▶ What to produce
Entries in the following listing are to be copied exactly as they stand.

▶ Dataset records
++++

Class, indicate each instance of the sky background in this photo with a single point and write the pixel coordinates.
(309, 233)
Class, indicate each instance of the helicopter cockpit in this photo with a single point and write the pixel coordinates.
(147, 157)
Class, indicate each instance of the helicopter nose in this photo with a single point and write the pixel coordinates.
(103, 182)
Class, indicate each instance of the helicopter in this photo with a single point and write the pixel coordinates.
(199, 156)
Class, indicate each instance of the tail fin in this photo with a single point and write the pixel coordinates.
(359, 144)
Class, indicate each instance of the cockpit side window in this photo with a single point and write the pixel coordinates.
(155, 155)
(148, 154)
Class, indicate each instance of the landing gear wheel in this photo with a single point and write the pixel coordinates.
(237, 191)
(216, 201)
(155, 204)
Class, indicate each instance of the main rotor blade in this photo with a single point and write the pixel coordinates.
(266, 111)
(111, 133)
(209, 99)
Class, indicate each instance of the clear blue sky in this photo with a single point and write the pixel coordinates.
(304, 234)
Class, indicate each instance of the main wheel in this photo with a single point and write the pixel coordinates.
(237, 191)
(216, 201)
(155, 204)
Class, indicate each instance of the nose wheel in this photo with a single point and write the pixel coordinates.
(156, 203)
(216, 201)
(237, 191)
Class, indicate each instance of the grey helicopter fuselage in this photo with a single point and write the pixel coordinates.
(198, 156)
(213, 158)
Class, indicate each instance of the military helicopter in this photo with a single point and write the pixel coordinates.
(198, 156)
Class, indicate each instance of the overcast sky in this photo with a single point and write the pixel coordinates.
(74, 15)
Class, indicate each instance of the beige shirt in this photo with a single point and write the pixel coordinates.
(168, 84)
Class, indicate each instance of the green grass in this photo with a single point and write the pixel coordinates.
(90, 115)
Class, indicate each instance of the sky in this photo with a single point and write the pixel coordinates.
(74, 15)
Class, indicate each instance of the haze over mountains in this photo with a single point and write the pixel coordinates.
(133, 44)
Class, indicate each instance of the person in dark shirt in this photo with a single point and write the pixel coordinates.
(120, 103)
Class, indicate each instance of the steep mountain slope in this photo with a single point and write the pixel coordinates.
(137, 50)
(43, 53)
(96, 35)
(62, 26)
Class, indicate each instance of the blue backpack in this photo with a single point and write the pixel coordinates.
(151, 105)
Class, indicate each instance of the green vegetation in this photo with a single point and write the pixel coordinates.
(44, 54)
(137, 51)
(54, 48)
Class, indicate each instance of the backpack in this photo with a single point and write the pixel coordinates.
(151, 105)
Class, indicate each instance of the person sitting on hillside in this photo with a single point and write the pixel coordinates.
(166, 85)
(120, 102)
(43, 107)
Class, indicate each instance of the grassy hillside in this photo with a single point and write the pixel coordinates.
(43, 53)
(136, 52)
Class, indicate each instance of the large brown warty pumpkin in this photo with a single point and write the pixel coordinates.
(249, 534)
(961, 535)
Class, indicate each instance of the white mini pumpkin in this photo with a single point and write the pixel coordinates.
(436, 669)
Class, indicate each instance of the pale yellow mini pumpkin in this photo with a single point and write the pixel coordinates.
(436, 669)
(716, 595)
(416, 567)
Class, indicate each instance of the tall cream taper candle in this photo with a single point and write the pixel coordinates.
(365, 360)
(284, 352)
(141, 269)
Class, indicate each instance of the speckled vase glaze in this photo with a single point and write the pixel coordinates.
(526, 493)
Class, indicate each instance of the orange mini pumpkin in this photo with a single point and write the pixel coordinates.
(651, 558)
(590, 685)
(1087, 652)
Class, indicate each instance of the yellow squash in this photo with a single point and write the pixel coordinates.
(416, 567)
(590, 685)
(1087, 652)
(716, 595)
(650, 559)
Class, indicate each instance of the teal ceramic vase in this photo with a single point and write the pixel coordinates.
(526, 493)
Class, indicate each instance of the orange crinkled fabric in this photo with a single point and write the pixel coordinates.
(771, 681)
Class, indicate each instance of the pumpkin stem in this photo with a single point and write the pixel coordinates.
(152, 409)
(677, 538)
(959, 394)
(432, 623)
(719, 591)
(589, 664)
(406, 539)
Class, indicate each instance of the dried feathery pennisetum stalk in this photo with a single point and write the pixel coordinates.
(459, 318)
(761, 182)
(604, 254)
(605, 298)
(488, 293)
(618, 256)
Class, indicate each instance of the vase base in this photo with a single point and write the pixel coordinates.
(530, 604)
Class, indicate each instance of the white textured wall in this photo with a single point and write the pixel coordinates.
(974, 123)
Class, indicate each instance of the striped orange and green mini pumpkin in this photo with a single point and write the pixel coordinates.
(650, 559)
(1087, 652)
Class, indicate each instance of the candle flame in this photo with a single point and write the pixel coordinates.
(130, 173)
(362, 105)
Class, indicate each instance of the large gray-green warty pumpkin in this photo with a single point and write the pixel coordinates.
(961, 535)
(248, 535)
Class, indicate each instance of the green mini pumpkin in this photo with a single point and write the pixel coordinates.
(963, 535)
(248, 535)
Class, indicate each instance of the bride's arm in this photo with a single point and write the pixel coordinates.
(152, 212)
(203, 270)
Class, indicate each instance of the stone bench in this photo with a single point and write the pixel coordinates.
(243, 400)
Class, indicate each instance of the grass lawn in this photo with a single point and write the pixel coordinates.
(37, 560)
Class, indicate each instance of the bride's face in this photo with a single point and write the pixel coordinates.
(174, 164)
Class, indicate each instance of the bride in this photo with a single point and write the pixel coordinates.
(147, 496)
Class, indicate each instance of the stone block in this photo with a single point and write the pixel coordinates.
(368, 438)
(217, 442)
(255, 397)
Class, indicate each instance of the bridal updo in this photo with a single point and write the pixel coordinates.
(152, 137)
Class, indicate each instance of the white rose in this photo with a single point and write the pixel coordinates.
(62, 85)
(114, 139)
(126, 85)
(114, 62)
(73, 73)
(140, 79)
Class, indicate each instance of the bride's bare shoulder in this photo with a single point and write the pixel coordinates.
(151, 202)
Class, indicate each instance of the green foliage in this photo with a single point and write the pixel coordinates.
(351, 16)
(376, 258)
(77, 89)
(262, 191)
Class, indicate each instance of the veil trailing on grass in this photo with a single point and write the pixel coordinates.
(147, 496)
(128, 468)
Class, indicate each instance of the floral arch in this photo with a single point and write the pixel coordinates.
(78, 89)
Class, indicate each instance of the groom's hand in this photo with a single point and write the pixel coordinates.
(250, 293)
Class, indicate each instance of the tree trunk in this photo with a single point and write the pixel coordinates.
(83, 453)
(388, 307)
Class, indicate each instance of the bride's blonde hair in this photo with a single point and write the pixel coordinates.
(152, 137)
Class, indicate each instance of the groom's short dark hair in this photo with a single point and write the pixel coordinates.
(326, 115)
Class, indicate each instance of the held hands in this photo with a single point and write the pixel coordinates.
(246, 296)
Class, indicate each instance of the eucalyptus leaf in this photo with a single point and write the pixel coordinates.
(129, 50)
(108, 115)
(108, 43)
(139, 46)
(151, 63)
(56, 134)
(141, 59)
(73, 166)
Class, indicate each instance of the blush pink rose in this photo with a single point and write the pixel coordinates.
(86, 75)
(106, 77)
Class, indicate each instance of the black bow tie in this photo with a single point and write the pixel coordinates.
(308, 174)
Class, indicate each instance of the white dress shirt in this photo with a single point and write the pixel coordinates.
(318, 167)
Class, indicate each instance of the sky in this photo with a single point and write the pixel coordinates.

++++

▶ Exercise result
Class, indicate each instance of the sky background in this photo with a single point and write the pixel coordinates.
(309, 233)
Class, indicate each instance of the helicopter cockpit in this photo with a single point and write the pixel coordinates.
(147, 157)
Class, indicate each instance of the helicopter nose in this photo with a single point and write the pixel coordinates.
(103, 182)
Class, indicate each instance of the helicopter in this photo with a single point and write the pixel coordinates.
(199, 156)
Class, indicate each instance of the tail fin in this photo with a single point and write the pixel coordinates.
(359, 144)
Class, indicate each instance of the cockpit side window in this photo with a single point and write the pixel coordinates.
(155, 155)
(148, 154)
Class, indicate each instance of the landing gear wheel in this photo with a single point and write the pixel coordinates.
(237, 191)
(216, 201)
(155, 204)
Class, indicate each instance of the main rotor blade in this photo with a single point and write the pixel coordinates.
(266, 111)
(111, 133)
(209, 99)
Class, indicate each instance of the clear blue sky in this photo with a single point and write the pixel coordinates.
(304, 234)
Class, indicate each instance of the main wheel in this photo with a single point and write the pixel coordinates.
(237, 191)
(216, 201)
(155, 204)
Class, indicate each instance of the nose wheel in this photo with a single point and write the pixel coordinates.
(156, 203)
(216, 201)
(237, 191)
Class, indicate each instance of the grey helicopter fuselage in this photo with a single point and write the pixel coordinates.
(198, 156)
(213, 158)
Class, indicate each instance of the military helicopter in this photo with a single point and write the pixel coordinates.
(198, 156)
Class, indicate each instance of the overcast sky in this photo with a single point and write the pixel coordinates.
(74, 15)
Class, indicate each instance of the beige shirt in this photo with a single point and write the pixel coordinates.
(168, 84)
Class, indicate each instance of the green grass in this photo with a single point and write the pixel coordinates.
(90, 115)
Class, indicate each instance of the sky in this photo with a single point and write the pixel coordinates.
(74, 15)
Class, indicate each instance of the haze over mountains in this photo with a single point and write the pixel coordinates.
(133, 44)
Class, indicate each instance of the person in dark shirt in this photo with a single point and write the pixel coordinates.
(120, 103)
Class, indicate each instance of the steep mountain slope in this photo with a single point and write the pixel coordinates.
(137, 50)
(43, 53)
(96, 35)
(62, 26)
Class, indicate each instance of the blue backpack in this photo with a single point and write the pixel coordinates.
(151, 105)
Class, indicate each instance of the green vegetation in this photo with a single point and write the pixel coordinates.
(44, 54)
(137, 51)
(54, 48)
Class, indicate each instance of the backpack in this photo with a single point and write the pixel coordinates.
(151, 105)
Class, indicate each instance of the person sitting on hillside in this photo with a single point and write the pixel coordinates.
(166, 85)
(120, 102)
(43, 107)
Class, indicate each instance of the grassy hillside in this photo with a single point and write the pixel coordinates.
(43, 53)
(136, 52)
Class, indicate each instance of the large brown warty pumpkin in this photo with a single point and write the pixel coordinates.
(249, 534)
(961, 535)
Class, indicate each instance of the white mini pumpkin in this photo with a single point and write the pixel coordinates.
(436, 669)
Class, indicate each instance of the pale yellow mini pumpkin in this photo with a single point and write the pixel coordinates.
(436, 669)
(716, 595)
(416, 567)
Class, indicate each instance of the tall cream taper candle in this photo with a single point and write the pixel coordinates.
(365, 360)
(284, 352)
(141, 269)
Class, indicate each instance of the speckled vase glaze in this photo with a single point and write the pixel coordinates.
(526, 493)
Class, indicate each instance of the orange mini pumpkin in this photo with a single point and write the pixel coordinates.
(651, 558)
(590, 685)
(1087, 652)
Class, indicate each instance of the yellow squash in this photo with a single point and write the pixel coordinates.
(416, 567)
(590, 685)
(1087, 652)
(716, 595)
(650, 559)
Class, indicate each instance of the teal ceramic vase in this photo with a single point and write the pixel coordinates.
(526, 493)
Class, indicate each instance of the orange crinkled fabric in this photo with a single point and write the pixel coordinates.
(771, 681)
Class, indicate each instance of the pumpkin stem in this photo with a single point and write the pixel coordinates.
(152, 409)
(677, 538)
(959, 394)
(432, 623)
(719, 591)
(589, 664)
(406, 539)
Class, indicate each instance of the dried feathery pennisetum stalk in this photo with a single point and write the pixel coordinates.
(459, 318)
(761, 182)
(604, 254)
(605, 298)
(488, 293)
(618, 256)
Class, indicate each instance of the vase base in this photo with a single point and write the pixel coordinates.
(530, 604)
Class, indicate each instance of the white textured wall in this photo with a single point and write the pixel coordinates.
(974, 123)
Class, indicate each instance of the striped orange and green mini pumpkin in this photo with a single point and write the pixel coordinates.
(650, 559)
(1087, 652)
Class, indicate each instance of the candle flame in this photo with a single point and write the pixel coordinates.
(130, 173)
(362, 105)
Class, indicate each instance of the large gray-green warty pumpkin in this photo with a single point and write the pixel coordinates.
(961, 535)
(248, 535)
Class, indicate each instance of the green mini pumpkin in this photo with a single point and write the pixel coordinates.
(963, 535)
(248, 535)
Class, indicate each instance of the bride's arm in this photo with a single point and write the pixel coordinates.
(152, 212)
(203, 270)
Class, indicate each instance of the stone bench in this photo with a single point and write the pixel coordinates.
(243, 400)
Class, indicate each instance of the grass lawn in this photo with a single point and write the pixel coordinates.
(37, 560)
Class, indicate each instance of the bride's face in this photo with a single point and write the pixel coordinates.
(174, 164)
Class, indicate each instance of the bride in this photo with a single point and write the pixel coordinates.
(147, 496)
Class, indicate each instance of the stone block in this photo with a single point and write the pixel coordinates.
(368, 438)
(217, 442)
(255, 397)
Class, indicate each instance of the bridal updo in this photo with a single point and write the pixel coordinates.
(152, 137)
Class, indicate each instance of the white rose in this photo with a single point and write the pixel coordinates.
(62, 85)
(114, 139)
(126, 85)
(114, 62)
(73, 73)
(140, 79)
Class, indicate each instance of the bride's bare shoulder in this photo with a single point and write the pixel coordinates.
(151, 202)
Class, indicate each instance of the green foliage in this photo with a single point and write the pixel coordinates.
(351, 16)
(376, 258)
(77, 89)
(262, 191)
Class, indicate each instance of the veil trailing on grass in this photo with a single point and write the pixel coordinates.
(147, 496)
(128, 468)
Class, indicate each instance of the floral arch in this photo with a single point and write the pixel coordinates.
(78, 89)
Class, indicate each instance of the groom's hand in this photo with a single point and write the pixel coordinates.
(250, 293)
Class, indicate each instance of the tree trunk in this photo with a single point and write the pixel coordinates.
(83, 453)
(388, 307)
Class, indicate each instance of the bride's blonde hair in this photo with a single point and write the pixel coordinates.
(152, 137)
Class, indicate each instance of the groom's short dark hair in this photo with a single point and write the pixel coordinates.
(326, 115)
Class, indicate each instance of the held hands in this photo with a single point and write the pixel coordinates.
(246, 296)
Class, indicate each instance of the eucalyptus leaf in this photo with a single point and write the pixel coordinates.
(129, 50)
(108, 115)
(108, 43)
(139, 46)
(151, 63)
(56, 134)
(141, 59)
(73, 166)
Class, indicate each instance of the blush pink rose in this photo with a single point and write the pixel coordinates.
(86, 75)
(106, 77)
Class, indicate each instance of the black bow tie in this photo with a single point and write the pixel coordinates.
(308, 174)
Class, indicate each instance of the white dress shirt in this photo with a single point and write the pixel coordinates.
(318, 167)
Class, indicate each instance of the sky in this photo with a single point and write the pixel coordinates.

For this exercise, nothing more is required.